In the text below on Genesis 2 and Lewis Latimer, list every invention or design it credits to Latimer.

» **Provided passage**:
○ ○ ○ ○
With credit to Pastor David Sumrall of the Cathedral of Praise in Manila, Philippines, I want to share with you a thought I got from him. He did an online devotional last month from Genesis chapter 2. As you recall, chapters 1 and 2 of the Bible’s first book offer slightly different renditions of The Creation Story. In chapter 1, God forms males and females simultaneously. In chapter 2, however, God forms man first, observes for a while, and basically says, “I can improve on that” and so fashions woman. Anyway, in chapter 2 we read the verse, “Then the Lord God formed man of dust from the ground....” A few verses later the author writes, “So out of the ground the Lord God formed every beast of the field and bird of the air....” What jumps out at you from those two verses? God used the same resource (dirt from the earth) to create the full, wide array of living creatures (cats and cows, eagles and elephants, foxes and frogs, hedgehogs and humans).
In Genesis 2, God uses what God has on hand to do remarkable things. God uses dirt – just dirt – and creates a miracle with it. In telling the story, Sumrall pointed out that we are very rarely limited by our resources. Instead, he argued, we are limited by our imagination. It’s not “What do I have?,” or “What do I lack?,” but rather, “What am I going to do with it?”
Are you familiar with the name Lewis Latimer? During Black History Month (and every other month, for that matter), his should be a name we lift up with gratitude. Who invented the incandescent light bulb? Thomas Edison. Who, however, invented the carbon filament that goes inside a light bulb and makes it glow? An African American named Lewis Latimer who worked with Edison on the project. Who invented the telephone? Alexander Graham Bell. Who, however, crafted the patent design to make it practical for use? Lewis Latimer. Who designed railroad car bathrooms that made them convenient for travelers? Who invented the original air conditioning unit? Yep, Latimer on both counts.
Lewis Latimer, by the way, had no formal training in science. He possessed natural intellect, but no educational training in the field. Furthermore, his dream was not actually to become an inventor. His dream, in the 1800s, was to advance the plight of people of color who were still suffering the after-effects of slavery. He believed freedom without opportunity would keep people economically enslaved. And he saw technology as the door to equal economic opportunity. So, Latimer assessed what he had: a job that gave him exposure to Hiram Maxim and his theories of light, an acquaintance with Bell and Edison, some ideas about projects those two inventors were working on, and a noble dream. Note that none of his resources were actually monetary. But Latimer used his imagination to consider how he might use all the things he did have at his disposal to make his dream come true. Next time you turn on the lights and pick up your phone in an air-conditioned apartment, remember that.
○ ○ ○ ○
» **Listed records**:
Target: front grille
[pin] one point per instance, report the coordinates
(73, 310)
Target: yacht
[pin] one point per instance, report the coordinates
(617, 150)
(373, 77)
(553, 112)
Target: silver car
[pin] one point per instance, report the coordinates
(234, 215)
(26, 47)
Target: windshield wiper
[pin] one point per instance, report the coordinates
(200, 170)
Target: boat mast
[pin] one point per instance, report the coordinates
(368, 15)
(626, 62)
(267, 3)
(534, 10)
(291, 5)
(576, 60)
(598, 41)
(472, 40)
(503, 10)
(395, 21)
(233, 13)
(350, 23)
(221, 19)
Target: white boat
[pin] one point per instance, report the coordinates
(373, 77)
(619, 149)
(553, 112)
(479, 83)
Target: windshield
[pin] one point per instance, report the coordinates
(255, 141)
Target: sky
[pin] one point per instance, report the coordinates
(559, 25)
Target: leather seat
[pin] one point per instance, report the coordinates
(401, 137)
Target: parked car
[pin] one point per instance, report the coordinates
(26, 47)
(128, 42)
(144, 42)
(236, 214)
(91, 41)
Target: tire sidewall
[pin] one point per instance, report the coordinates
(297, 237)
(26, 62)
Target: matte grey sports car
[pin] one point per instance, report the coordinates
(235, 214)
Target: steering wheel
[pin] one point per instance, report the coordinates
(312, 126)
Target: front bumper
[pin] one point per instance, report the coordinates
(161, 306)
○ ○ ○ ○
» **Answer area**:
- The carbon filament that goes inside a light bulb and makes it glow
- The patent design that made the telephone practical for use
- Railroad car bathrooms that were convenient for travelers
- The original air conditioning unit